◆ GOAL
Gather every line in the listing below that contains the word "calm", and copy each such line in full. Matching is case-sensitive.

◆ RECORD EXTRACTS
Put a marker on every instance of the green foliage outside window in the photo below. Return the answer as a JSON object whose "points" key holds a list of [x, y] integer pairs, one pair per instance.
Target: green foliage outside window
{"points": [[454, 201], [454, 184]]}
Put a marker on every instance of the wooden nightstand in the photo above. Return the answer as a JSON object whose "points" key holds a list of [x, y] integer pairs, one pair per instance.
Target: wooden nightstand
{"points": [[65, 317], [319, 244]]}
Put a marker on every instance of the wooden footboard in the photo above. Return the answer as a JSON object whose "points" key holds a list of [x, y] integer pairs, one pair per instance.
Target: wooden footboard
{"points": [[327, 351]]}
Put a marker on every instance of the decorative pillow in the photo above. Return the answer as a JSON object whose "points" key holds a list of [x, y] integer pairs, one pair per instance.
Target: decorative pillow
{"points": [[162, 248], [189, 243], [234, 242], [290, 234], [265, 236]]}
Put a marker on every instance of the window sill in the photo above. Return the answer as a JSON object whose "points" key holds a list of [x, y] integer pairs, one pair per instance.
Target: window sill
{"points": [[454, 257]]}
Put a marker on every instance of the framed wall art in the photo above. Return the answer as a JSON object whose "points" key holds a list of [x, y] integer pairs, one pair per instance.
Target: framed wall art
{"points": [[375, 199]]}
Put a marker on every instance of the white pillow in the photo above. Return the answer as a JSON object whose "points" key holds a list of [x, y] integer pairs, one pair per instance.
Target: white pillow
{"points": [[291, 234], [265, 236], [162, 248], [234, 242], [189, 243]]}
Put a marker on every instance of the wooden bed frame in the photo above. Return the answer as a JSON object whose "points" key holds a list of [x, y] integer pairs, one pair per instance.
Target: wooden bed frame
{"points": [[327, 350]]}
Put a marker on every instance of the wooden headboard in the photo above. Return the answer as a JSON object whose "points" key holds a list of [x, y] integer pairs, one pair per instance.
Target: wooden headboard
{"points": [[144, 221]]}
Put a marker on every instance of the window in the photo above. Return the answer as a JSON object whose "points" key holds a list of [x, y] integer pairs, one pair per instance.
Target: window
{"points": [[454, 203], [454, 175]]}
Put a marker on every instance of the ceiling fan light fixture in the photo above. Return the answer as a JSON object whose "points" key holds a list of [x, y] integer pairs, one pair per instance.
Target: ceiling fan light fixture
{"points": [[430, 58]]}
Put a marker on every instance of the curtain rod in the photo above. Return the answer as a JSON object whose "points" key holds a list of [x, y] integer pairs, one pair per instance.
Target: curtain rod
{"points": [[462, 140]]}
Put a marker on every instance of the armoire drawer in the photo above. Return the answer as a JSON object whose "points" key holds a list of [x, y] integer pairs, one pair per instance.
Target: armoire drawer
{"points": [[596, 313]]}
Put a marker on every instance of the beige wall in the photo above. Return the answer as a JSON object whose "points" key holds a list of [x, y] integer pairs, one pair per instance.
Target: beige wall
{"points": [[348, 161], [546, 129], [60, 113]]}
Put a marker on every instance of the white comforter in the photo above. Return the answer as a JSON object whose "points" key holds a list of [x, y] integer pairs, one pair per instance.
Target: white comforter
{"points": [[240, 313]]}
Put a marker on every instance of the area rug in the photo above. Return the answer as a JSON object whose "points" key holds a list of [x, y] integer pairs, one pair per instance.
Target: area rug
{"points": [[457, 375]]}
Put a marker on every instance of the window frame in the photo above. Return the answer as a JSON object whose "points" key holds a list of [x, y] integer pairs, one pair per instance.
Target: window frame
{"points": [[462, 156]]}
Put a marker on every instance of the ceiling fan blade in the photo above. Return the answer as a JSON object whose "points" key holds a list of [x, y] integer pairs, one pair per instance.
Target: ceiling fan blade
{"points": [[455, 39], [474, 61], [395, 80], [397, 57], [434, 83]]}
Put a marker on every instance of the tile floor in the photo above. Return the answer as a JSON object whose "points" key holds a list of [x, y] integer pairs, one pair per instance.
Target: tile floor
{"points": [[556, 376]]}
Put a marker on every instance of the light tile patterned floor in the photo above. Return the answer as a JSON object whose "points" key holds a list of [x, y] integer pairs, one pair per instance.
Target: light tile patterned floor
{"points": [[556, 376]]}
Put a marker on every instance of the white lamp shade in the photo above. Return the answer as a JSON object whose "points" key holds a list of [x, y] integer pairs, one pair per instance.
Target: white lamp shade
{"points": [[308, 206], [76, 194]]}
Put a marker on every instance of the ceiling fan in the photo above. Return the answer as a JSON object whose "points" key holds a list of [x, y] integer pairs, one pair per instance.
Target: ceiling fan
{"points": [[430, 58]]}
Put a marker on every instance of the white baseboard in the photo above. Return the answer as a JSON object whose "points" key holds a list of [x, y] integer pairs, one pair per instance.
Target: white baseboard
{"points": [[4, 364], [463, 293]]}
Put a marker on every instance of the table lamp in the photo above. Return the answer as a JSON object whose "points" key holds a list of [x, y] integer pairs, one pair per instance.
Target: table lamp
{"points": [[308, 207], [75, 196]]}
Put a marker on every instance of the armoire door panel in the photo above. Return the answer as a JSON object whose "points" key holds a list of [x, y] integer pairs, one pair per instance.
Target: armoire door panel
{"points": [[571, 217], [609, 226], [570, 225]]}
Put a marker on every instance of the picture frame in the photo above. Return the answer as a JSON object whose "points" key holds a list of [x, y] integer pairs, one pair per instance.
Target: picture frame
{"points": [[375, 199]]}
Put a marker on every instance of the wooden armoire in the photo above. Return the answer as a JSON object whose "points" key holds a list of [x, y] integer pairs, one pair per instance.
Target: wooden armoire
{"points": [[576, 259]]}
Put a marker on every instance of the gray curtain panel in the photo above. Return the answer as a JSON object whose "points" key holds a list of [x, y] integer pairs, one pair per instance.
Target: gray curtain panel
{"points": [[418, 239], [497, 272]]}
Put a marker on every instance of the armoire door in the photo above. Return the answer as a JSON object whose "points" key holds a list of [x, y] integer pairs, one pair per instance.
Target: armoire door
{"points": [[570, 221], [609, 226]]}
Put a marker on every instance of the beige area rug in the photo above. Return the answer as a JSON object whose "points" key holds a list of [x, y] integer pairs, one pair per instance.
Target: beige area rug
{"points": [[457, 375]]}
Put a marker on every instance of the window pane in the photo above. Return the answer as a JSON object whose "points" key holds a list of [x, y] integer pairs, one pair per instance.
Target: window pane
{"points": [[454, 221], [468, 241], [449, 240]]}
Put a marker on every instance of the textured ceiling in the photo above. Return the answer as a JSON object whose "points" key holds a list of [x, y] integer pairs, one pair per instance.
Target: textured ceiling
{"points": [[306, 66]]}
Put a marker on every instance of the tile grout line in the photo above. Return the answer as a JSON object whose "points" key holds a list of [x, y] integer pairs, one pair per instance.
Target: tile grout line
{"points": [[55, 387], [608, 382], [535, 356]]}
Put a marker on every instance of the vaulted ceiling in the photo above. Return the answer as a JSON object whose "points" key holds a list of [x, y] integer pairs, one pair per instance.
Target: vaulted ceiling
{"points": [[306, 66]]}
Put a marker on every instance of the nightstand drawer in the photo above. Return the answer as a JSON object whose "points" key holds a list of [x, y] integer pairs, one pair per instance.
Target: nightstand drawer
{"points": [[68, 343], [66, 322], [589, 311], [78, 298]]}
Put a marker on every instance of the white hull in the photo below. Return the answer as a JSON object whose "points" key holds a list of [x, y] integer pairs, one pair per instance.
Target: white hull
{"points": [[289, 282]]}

---

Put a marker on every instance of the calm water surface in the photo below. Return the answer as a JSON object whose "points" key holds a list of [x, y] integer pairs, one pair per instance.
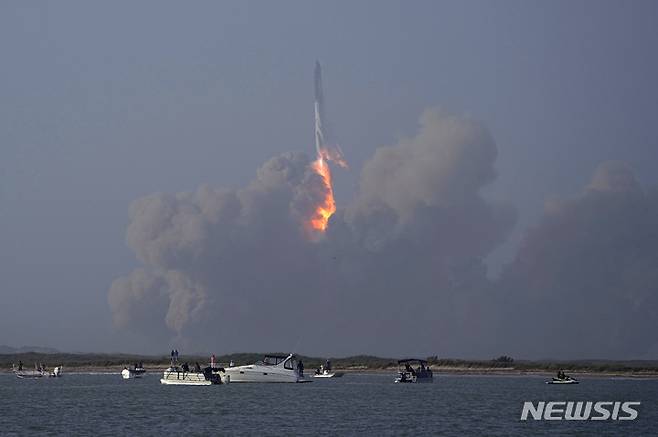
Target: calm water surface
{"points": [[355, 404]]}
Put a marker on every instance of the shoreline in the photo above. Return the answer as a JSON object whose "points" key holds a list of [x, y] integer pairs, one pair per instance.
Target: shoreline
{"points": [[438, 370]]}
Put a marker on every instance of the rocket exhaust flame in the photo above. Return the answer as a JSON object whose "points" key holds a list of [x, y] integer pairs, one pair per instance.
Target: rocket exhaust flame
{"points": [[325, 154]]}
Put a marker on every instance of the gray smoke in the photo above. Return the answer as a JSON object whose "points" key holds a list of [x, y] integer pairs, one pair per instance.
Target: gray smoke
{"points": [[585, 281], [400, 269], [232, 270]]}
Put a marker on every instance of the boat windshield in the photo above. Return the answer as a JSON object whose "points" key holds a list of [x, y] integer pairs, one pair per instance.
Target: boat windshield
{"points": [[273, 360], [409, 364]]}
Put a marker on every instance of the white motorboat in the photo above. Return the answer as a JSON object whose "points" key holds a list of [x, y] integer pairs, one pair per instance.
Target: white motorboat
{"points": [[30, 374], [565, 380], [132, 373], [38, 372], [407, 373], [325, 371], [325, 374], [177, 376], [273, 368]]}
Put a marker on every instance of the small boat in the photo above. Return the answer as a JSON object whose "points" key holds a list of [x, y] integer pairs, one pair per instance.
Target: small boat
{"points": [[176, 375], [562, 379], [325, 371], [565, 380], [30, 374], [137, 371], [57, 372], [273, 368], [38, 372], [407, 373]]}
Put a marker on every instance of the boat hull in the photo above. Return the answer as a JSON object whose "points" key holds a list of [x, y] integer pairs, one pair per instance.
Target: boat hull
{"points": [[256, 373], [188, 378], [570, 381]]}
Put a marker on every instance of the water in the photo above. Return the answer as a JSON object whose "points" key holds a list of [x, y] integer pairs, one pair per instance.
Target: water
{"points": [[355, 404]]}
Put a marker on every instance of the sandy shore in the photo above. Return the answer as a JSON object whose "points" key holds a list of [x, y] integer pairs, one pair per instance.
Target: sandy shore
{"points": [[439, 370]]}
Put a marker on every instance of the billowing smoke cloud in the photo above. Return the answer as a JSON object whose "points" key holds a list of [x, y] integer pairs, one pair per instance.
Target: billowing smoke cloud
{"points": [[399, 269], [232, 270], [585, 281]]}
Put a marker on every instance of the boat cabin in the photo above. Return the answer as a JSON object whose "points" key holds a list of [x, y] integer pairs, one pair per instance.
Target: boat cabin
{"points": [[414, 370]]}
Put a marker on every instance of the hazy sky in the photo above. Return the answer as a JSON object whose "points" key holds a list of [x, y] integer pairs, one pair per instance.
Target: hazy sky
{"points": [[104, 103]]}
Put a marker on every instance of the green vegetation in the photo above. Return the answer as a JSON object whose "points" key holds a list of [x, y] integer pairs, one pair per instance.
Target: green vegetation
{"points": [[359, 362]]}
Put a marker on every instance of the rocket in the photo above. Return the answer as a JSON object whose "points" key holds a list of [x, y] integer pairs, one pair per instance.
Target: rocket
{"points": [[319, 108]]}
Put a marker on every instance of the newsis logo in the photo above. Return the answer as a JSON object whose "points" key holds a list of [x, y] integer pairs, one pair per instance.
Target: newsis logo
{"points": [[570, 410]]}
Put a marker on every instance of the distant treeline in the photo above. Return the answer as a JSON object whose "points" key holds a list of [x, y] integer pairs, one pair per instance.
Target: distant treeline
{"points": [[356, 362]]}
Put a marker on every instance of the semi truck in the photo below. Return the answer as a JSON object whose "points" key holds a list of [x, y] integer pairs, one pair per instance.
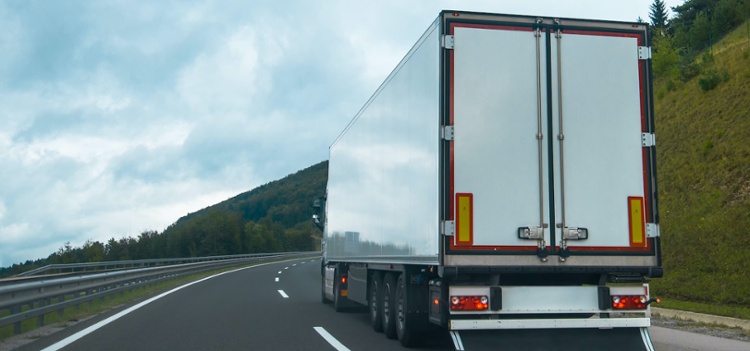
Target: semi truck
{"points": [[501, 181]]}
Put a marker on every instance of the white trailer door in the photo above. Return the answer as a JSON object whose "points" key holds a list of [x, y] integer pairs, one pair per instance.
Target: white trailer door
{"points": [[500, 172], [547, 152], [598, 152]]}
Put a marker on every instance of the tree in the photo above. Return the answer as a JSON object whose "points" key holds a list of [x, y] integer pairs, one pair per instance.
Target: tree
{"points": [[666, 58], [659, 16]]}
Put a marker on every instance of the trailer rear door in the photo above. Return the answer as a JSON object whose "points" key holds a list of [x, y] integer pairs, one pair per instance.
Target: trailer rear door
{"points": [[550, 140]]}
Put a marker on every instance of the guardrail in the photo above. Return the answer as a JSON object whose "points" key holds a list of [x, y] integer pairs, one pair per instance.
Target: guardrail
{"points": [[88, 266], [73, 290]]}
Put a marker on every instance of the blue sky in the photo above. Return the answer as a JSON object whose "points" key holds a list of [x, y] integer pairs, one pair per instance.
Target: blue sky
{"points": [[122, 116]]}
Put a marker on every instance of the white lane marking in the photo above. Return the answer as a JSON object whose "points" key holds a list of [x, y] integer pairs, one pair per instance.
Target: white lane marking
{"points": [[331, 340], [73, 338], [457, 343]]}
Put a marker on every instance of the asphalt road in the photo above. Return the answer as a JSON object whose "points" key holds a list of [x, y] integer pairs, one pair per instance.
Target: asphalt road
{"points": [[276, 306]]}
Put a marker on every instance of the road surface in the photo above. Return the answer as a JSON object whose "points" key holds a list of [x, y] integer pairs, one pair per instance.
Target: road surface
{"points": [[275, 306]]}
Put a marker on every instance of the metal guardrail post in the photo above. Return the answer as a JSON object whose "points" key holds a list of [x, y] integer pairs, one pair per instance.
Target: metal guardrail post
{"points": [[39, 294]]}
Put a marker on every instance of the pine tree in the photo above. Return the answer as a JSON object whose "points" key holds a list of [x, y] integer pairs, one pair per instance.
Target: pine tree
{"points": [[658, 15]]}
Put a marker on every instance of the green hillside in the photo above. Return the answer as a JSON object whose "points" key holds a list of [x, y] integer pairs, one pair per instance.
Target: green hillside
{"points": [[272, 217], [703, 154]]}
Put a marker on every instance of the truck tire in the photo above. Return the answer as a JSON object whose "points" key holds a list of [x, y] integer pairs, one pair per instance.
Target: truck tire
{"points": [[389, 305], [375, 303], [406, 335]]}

◆ ANSWER TO THE EXERCISE
Put a marker on every instance of the calm water surface in the photo below. Return the answer as a JSON object whose "points" key holds a list of [x, y] integer pairs, one pair per instance.
Target: calm water surface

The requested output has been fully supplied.